**SOURCE DOCUMENT**.
Very few industry institutions are more important than the USDA Fruit and Vegetable Advisory Committee. The produce industry often struggles to be heard in Washington amidst the enormous weight of the so-called “program crops” — commodities such as wheat, corn, soybeans and cotton.

Virtually all the money USDA doles out goes to these large crops, and they so dominate the USDA that other concerns easily get lost. This committee is different, however. Its purpose is described as follows:

Background: Secretary Veneman issued two-year charters to the Committee in August 2001 and July 2003 under the authority of the Federal Advisory Committee Act. The Committee’s role is to develop recommendations for submission to the Secretary of Agriculture on ways USDA can tailor programs to better meet the needs of the U.S. produce industry. Secretary Johanns subsequently extended charters to this Advisory Committee in June 2005 and most recently in May 2007.

So this is the produce industry’s direct link to USDA — the one way we can be certain our concerns are acknowledged and our voices heard. On the most important produce industry issue of our times — food safety — we might expect that the Committee would send a strong message reiterating the positions already approved by the two national produce trade associations — the United Fresh Produce Association and Produce Marketing Association.

And the Committee did recently meet in Washington, D.C. and did send a recommendation to USDA regarding food safety, but it was not the position that United Fresh and PMA have endorsed.

**GIVEN DATA**.

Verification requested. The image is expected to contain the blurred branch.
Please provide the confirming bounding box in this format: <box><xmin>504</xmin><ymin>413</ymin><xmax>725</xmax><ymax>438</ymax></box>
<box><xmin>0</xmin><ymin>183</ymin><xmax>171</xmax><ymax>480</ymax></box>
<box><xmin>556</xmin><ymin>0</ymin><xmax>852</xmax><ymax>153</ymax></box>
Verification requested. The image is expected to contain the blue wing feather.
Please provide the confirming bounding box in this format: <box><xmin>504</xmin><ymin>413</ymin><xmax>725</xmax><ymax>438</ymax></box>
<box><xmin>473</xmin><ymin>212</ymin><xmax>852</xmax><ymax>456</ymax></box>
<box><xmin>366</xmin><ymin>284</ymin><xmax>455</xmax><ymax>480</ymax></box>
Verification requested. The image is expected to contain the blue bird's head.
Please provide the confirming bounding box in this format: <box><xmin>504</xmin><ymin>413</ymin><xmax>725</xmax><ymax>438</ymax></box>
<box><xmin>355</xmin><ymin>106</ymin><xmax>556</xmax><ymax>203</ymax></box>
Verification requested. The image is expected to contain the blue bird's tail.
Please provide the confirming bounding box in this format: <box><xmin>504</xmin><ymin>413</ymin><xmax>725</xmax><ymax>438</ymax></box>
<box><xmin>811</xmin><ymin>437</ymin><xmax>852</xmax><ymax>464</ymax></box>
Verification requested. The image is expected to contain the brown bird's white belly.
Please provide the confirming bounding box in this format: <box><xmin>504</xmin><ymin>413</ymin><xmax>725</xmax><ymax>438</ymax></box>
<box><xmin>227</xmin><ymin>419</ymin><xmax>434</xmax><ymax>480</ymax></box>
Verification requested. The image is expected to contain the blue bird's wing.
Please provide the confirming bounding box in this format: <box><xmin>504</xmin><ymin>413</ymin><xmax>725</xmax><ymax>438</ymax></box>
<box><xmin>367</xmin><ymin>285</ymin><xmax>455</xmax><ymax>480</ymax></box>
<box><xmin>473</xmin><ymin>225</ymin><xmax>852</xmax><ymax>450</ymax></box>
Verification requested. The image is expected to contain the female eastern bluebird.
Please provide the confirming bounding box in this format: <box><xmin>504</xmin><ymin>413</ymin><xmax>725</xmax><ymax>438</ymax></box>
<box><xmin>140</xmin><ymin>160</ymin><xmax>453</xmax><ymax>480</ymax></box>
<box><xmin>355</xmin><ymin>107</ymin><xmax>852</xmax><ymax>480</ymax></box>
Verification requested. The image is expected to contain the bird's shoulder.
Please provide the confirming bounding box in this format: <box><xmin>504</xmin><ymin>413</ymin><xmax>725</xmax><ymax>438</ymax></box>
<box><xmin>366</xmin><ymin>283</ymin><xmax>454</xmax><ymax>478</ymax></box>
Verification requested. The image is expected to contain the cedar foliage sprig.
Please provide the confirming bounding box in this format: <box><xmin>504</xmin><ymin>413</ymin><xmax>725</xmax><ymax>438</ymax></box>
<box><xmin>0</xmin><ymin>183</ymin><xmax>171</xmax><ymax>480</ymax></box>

**DIRECTIVES**.
(a) List every commodity that the advisory committee passage gives as an example of the "program crops."
(b) Echo the advisory committee passage word for word, starting at "So this is the" and ending after "PMA have endorsed.".
(c) Answer these from the advisory committee passage:
(i) Which Secretary issued the Committee's charters in August 2001 and July 2003?
(ii) Under the authority of which act were those charters issued?
(iii) Which two national produce trade associations does the passage name?
The data above are separate from the advisory committee passage.

**COMPLETE ANSWERS**.
(a) wheat, corn, soybeans, cotton

(b)
So this is the produce industry’s direct link to USDA — the one way we can be certain our concerns are acknowledged and our voices heard. On the most important produce industry issue of our times — food safety — we might expect that the Committee would send a strong message reiterating the positions already approved by the two national produce trade associations — the United Fresh Produce Association and Produce Marketing Association.

And the Committee did recently meet in Washington, D.C. and did send a recommendation to USDA regarding food safety, but it was not the position that United Fresh and PMA have endorsed.

(c)
(i) Secretary Veneman
(ii) The Federal Advisory Committee Act
(iii) The United Fresh Produce Association and the Produce Marketing Association